┌──

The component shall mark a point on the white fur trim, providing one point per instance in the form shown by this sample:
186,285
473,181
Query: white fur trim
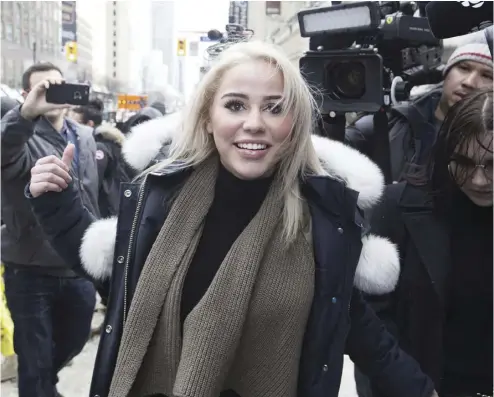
378,268
358,171
97,248
145,140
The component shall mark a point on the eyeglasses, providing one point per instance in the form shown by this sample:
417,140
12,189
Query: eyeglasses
468,167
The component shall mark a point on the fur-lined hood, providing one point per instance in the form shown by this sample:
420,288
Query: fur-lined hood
378,268
111,133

└──

Reproduce all of the entries above, changing every occurrence of "component" to "module" and leaving everything else unchanged. Omit the pictures from your answer.

* TASK SOLUTION
The module shall mark a point on the white fur trim, providing one point per instance in the form shown by this sample:
186,285
473,181
Query: white fur trim
378,268
358,171
97,248
145,140
The module shall mark a point on the eyeglasses, providing one point per instance in the form shown by this sample:
417,140
12,189
Query: eyeglasses
468,167
The module shall mark a point on the fur-lined hood, providing one point per instance in the form shown by this sample:
420,288
Query: fur-lined hood
378,268
111,133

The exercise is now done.